**Required work**
Please reproduce, exactly and with nothing added, the line containing "In this picture, where can the shiny" and every line after it to the end of the records.

**Task data**
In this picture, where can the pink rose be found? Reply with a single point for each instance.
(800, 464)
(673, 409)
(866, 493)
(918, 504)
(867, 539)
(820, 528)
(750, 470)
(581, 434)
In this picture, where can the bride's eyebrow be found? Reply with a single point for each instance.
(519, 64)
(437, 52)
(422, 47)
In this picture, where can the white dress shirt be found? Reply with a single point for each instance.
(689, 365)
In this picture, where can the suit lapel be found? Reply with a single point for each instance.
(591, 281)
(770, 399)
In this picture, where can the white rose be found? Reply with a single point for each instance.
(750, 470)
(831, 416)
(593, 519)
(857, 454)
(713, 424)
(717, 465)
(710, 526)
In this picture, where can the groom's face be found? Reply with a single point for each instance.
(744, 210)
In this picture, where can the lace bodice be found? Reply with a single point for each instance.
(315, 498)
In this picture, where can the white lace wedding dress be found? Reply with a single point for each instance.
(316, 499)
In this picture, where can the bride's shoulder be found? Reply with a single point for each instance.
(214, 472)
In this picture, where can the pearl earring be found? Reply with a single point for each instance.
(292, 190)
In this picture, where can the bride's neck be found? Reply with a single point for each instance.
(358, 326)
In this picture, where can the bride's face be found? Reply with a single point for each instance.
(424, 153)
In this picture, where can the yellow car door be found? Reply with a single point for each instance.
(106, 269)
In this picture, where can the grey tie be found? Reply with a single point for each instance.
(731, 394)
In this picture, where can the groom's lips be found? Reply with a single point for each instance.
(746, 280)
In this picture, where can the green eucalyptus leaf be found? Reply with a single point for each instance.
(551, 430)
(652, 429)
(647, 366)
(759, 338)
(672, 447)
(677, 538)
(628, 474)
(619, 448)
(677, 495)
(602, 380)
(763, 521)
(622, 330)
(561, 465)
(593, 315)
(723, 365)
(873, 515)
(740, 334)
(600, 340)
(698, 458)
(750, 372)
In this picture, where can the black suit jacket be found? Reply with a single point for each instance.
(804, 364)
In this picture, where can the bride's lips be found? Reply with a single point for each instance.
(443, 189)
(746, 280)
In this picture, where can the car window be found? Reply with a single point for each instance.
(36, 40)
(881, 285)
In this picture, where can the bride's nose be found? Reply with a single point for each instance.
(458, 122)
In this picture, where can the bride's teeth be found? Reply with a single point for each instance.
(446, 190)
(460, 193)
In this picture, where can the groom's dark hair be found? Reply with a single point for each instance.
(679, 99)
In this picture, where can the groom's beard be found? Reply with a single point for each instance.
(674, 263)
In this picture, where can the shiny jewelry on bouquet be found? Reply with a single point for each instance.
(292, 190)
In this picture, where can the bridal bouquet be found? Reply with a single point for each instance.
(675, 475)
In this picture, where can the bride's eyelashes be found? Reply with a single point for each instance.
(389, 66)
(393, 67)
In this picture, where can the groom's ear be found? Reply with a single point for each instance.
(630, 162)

**Output of the task**
In this picture, where can the shiny jewelry on bouquet be found? Reply with a single point for each instance.
(292, 190)
In this picture, where can the bridal bouquet be found? Reply with a single point for each instance.
(675, 475)
In this picture, where can the bride's eyelashes be found? Reply with a single point for each instance.
(389, 66)
(393, 67)
In this picture, where can the groom's ear be found? Reply with a single point for each instance.
(630, 162)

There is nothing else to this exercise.